§ SET TASKS:
A: Answer these questions using the Rosanjin sale page:
(i) What flaw is given for the tea bowl's condition?
(ii) At what age did Rosanjin settle into the Fukuda household?
(iii) Whom did Rosanjin meet in Shanghai?
B: From the Rosanjin sale page, reproduce the passage starting with "Up for sale" and going on through "288g (gross 610g)".

§ SELECTION:
>>>>

Up for sale is this "Kitaoji Rosanjin (1883-1959) Vintage tea bowl in Oribe ware #3736" If you have any questions please contact us before buy it. No reserve.
- width: approx. 12.4cm (4 7/8in)
- height: approx. 8.8cm (3 15/32in)
- weight: 288g (gross 610g)
- condition: small chip in the foot.
Kitaoji Rosanjin (1883-1959)
Born in Kitaoji-cho, Kamigamo in Kyoto in 1883 (Meiji 16). Rosanjin's birth was a result of his mother having an affair and his father, disgusted by this, committed seppuku suicide 4 months before Rosanjin was born. He had a poverty-stricken childhood and was put into foster care as soon as he was born, being passed on to various loveless adoptive households where he suffered abuse until he settled into the Fukuda household at age 6. One day, while running an errand for the place where he worked, he saw the sign for a restaurant in town called 'Kamemasa' on a paper lantern. The sign bore a picture of a tortoise and some letters drawn in a single brush stroke without the brush leaving the paper, and it captivated him, heightening his curiosity towards art. The man who drew this sign was Takeuchi Seiho, the eldest son of Kamemasa's owner who would go onto become the leading figure of Kyoto's circle of artists that dominated the Teiten and Bunten exhibitions.
In 1905 (Meiji 38), he became a private apprentice to calligraphy artist Okamoto Katei (grandfather of Western style painter, Okamoto Taro) and lived with him for three years. There, he was given the name Fukuda Kaitsu, and over time he gradually began to receive more orders for his work than Katei. In 1907, he became independent from Katei as Fukuda Ōtei. His work prospered and he spent his earnings on calligraphy tools, antiques and dining away from home.
On December, 1910, he traveled to Korea and lived there for three years, working as a clerk in the Printing Bureau of Korea's Administrative Agency. After staying in Seoul for just under a year, he headed towards Shanghai, where he met Wu Changshuo, who was well-known for being the best in the generation in calligraphy, art and seal engraving.

<<<<

Annotated coordinate records:
>>>>

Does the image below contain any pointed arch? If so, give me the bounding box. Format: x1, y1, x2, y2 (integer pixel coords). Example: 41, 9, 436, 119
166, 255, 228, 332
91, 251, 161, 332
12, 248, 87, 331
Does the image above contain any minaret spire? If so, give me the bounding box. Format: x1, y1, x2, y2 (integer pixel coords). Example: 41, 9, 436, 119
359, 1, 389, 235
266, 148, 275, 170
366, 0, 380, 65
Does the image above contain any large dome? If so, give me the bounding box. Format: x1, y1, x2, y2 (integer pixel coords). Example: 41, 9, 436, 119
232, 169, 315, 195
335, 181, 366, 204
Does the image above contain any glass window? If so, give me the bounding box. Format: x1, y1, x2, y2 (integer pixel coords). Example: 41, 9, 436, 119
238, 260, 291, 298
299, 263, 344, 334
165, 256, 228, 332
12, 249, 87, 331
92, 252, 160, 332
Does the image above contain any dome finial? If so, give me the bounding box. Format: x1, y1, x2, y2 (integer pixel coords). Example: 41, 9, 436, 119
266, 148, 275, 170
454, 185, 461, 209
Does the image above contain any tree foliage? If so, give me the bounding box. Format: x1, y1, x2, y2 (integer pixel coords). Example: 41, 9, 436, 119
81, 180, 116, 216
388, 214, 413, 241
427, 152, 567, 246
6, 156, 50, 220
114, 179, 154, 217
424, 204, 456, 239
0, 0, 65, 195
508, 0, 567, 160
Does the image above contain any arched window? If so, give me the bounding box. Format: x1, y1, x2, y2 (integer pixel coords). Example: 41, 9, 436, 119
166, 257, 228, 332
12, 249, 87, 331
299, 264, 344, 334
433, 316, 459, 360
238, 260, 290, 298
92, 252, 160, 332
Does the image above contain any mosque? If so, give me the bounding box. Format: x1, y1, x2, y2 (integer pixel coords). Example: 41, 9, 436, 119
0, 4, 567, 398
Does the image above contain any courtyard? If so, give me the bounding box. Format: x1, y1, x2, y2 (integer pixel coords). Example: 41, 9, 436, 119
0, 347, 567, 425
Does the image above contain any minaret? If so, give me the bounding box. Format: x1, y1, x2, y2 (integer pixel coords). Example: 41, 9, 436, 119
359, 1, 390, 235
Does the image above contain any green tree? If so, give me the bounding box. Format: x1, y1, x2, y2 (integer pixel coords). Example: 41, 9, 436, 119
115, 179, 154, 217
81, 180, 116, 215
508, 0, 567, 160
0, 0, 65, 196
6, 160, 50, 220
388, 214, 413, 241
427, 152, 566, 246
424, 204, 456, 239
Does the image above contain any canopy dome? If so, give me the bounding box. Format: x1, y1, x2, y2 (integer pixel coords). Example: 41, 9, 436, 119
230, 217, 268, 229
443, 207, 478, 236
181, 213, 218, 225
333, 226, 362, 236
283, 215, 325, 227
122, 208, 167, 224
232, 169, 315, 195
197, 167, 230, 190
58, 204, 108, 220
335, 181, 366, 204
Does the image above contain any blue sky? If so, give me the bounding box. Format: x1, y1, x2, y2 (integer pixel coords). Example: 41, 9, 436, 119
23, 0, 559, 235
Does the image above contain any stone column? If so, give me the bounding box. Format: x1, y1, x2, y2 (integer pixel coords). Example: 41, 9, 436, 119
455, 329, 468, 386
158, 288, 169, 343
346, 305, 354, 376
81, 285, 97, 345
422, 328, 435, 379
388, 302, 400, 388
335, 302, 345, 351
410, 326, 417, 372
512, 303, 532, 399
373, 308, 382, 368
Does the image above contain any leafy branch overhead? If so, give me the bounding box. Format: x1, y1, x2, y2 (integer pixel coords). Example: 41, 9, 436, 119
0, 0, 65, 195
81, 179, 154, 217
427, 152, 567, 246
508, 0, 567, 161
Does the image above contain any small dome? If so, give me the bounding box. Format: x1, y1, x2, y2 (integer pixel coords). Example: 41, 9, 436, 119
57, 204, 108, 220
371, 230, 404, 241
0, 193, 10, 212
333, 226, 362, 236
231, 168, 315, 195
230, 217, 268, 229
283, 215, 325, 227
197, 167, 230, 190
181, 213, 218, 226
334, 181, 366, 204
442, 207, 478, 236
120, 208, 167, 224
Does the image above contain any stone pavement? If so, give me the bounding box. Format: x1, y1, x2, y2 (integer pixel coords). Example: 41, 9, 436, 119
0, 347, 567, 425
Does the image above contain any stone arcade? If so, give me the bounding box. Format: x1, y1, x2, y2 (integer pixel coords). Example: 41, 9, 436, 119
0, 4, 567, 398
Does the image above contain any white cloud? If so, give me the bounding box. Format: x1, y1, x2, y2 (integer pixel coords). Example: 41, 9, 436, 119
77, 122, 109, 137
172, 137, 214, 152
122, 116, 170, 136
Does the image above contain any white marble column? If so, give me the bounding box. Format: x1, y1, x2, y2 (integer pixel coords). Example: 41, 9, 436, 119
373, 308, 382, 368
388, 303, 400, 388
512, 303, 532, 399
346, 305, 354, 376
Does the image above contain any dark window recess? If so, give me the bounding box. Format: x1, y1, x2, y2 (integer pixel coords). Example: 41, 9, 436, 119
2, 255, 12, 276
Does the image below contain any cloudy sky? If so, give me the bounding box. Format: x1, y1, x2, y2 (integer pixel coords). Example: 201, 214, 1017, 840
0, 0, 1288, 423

<<<<
>>>>

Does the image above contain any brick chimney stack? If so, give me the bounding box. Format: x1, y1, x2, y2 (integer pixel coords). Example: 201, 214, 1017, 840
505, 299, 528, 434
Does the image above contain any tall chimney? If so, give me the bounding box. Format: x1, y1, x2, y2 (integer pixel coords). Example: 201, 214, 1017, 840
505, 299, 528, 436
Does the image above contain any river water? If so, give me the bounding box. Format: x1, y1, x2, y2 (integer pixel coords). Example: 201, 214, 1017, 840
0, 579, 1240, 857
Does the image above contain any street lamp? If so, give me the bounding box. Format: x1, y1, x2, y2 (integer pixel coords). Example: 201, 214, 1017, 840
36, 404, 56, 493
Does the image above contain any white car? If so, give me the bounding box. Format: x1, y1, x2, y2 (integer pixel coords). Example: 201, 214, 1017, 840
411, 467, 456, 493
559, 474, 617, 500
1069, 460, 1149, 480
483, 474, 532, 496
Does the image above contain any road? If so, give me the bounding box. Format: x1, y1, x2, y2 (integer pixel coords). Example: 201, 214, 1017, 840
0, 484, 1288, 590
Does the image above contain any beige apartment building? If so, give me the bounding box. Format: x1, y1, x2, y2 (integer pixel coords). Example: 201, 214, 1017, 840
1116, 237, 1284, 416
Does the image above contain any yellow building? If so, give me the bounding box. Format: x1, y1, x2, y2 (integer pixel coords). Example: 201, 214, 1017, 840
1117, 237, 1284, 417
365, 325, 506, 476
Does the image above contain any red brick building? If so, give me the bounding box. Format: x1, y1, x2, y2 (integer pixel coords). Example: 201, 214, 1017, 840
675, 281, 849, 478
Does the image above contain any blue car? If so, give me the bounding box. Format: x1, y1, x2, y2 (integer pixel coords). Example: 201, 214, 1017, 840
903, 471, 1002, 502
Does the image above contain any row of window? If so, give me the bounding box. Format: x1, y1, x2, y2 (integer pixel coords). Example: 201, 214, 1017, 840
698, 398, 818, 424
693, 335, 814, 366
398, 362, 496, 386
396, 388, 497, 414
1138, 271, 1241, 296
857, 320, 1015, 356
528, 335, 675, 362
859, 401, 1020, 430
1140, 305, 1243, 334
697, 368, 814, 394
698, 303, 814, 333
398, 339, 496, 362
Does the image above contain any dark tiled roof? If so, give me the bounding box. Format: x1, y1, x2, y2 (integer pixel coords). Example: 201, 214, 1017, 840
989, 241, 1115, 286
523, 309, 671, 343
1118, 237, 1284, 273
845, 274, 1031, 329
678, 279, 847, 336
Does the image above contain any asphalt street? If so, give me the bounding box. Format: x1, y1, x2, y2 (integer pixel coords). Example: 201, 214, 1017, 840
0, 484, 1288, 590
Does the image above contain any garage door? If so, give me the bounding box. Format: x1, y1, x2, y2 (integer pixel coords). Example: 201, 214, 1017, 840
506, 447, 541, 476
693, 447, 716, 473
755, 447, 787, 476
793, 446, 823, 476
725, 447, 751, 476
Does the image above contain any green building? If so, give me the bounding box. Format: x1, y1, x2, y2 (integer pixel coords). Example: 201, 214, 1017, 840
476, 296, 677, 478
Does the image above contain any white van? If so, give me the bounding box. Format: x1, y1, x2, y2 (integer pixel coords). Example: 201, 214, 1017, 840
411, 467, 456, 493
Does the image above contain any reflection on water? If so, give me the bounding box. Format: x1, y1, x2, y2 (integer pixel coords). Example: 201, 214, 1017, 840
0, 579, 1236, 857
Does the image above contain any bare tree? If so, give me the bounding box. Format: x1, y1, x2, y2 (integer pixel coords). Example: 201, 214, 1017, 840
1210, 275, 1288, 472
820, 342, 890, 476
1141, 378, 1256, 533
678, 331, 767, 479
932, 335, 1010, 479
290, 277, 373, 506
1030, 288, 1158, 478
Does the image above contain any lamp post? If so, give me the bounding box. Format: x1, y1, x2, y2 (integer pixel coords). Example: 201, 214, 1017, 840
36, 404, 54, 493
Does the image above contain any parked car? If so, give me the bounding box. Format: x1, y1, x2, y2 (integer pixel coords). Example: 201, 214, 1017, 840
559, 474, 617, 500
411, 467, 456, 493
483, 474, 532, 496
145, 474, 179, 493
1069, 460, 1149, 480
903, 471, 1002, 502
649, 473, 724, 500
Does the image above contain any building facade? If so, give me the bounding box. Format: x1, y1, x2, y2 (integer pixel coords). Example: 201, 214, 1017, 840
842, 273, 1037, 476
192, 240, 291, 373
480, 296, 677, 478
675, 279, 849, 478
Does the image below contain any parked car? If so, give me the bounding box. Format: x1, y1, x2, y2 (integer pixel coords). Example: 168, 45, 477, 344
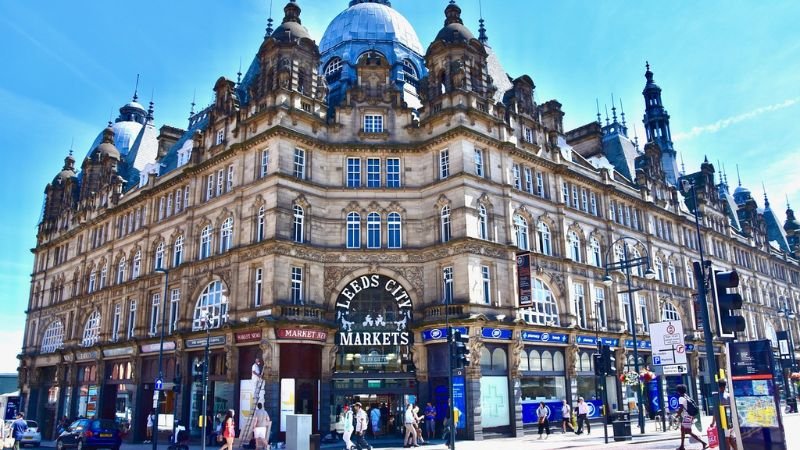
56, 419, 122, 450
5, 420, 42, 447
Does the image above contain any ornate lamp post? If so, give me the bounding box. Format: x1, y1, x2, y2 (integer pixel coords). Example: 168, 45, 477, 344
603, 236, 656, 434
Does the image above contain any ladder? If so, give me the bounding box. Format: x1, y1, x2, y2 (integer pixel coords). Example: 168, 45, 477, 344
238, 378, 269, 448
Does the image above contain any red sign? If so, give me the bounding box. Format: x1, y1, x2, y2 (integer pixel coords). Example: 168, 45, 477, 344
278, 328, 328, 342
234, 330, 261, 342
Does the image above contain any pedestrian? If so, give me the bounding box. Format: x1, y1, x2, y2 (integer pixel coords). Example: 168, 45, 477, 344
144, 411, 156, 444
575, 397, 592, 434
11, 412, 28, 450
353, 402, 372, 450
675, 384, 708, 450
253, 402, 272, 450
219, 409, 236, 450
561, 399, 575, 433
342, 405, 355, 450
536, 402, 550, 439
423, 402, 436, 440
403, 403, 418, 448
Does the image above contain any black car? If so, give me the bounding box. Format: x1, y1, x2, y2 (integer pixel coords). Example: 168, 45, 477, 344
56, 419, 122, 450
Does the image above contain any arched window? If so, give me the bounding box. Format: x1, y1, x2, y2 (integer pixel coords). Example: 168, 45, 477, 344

<<<<

§ THE REPLIES:
A:
(i) A small chip in the foot.
(ii) Age 6.
(iii) Wu Changshuo.

B:
Up for sale is this "Kitaoji Rosanjin (1883-1959) Vintage tea bowl in Oribe ware #3736" If you have any questions please contact us before buy it. No reserve.
- width: approx. 12.4cm (4 7/8in)
- height: approx. 8.8cm (3 15/32in)
- weight: 288g (gross 610g)